# Lowering 85 pickup



## xX40ozPimpXx (Sep 4, 2004)

Any how to's? on how to lower the truck with tortion bars? or blocks? :cheers:


----------



## Elbow Greese (Feb 22, 2004)

on the front, the torsion bars would just need to be loosened (free!), but the alignment will be off afterwards.
Make sure you do this on a level surface and measure from the top lip of the wheel, NOT the tire, to the fender on each side and get it even.
If may be the case that you'll have to loosen one side more than the other because of metal fatigue over the nearly 20 years of use on them.
For the rear, blocks generally work fine (this is a 2wd with spring under axle, right?), but preferably you could either remove a spring from the pack (less spring rate - will lower the rear end and make a softer ride, but get ready for axle wrap or wheel hopping under load) or get lowering leaf springs (if in fact they make them).

=== EXERCISE DETAILS ===
Carry on the forum thread about lowering an 85 pickup, picking up right after its last sentence. The items have nothing to do with this.

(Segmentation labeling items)
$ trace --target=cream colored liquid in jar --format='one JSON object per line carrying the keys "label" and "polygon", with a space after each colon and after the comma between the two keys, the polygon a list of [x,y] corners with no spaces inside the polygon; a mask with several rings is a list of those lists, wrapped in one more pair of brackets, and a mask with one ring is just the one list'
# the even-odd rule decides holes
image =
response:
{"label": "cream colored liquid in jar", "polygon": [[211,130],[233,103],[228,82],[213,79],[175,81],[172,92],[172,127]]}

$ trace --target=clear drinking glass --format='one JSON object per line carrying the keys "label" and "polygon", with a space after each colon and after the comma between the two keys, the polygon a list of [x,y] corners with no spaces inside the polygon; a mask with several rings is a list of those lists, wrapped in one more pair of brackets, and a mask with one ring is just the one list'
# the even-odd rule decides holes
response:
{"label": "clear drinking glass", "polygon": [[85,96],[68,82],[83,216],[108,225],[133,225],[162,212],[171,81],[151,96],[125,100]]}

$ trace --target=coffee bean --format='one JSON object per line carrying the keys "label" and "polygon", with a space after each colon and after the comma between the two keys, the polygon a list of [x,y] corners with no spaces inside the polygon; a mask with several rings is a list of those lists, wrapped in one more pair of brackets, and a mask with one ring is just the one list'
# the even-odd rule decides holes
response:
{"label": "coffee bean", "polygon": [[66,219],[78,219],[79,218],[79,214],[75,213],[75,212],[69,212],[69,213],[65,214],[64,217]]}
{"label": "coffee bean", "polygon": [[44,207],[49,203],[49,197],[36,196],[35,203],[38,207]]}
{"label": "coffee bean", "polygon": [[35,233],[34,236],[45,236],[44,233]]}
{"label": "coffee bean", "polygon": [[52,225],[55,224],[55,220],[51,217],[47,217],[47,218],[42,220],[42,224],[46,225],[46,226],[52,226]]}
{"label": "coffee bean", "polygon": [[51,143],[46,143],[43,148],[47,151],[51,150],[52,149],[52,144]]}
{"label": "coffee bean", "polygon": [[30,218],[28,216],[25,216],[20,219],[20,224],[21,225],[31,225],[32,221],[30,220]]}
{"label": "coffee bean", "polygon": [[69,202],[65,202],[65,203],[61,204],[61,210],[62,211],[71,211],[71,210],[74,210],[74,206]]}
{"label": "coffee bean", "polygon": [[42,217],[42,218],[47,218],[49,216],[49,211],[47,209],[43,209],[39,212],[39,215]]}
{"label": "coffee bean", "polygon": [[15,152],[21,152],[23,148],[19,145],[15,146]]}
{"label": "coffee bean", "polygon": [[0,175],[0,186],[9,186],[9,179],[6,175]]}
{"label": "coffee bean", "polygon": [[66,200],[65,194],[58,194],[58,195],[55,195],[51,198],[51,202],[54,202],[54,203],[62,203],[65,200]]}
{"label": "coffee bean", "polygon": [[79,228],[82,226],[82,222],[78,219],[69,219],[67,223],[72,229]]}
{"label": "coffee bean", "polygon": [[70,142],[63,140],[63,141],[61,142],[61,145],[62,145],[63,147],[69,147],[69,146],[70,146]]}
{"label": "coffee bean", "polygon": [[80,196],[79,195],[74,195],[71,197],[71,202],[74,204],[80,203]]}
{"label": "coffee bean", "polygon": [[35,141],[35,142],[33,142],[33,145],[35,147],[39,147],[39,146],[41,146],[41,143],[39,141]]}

=== RESULT OF THE TASK ===
Hope this helps,
Todd


----------



## xX40ozPimpXx (Sep 4, 2004)

thanks dude. 

know anywhere taht sells these blocks for the back?
and if it messed up the alignment could a tire shop re align it without raising it back up? :thumbup:


----------



## Elbow Greese (Feb 22, 2004)

Mist places like autozone, pepboys, etc. will sell the blocks.
It depends on if it's a spring-over or spring-under axle wether it will lift or lower the truck. IIRC, the 2wd's are spring under so it will drop the back.
An alignment shop should be able to get back into spec without lifting it as long as it's not too far dropped. There may be some limitations to how much the A-arms can be adjusted.
Pick up a Haynes manual and look over what needs to be adjusted to do an alignment. You may be able to get an idea of how far you can go without going out of the adjustment range.


----------



## xX40ozPimpXx (Sep 4, 2004)

Awesome thanks for the help.

i have a haynes manual for it.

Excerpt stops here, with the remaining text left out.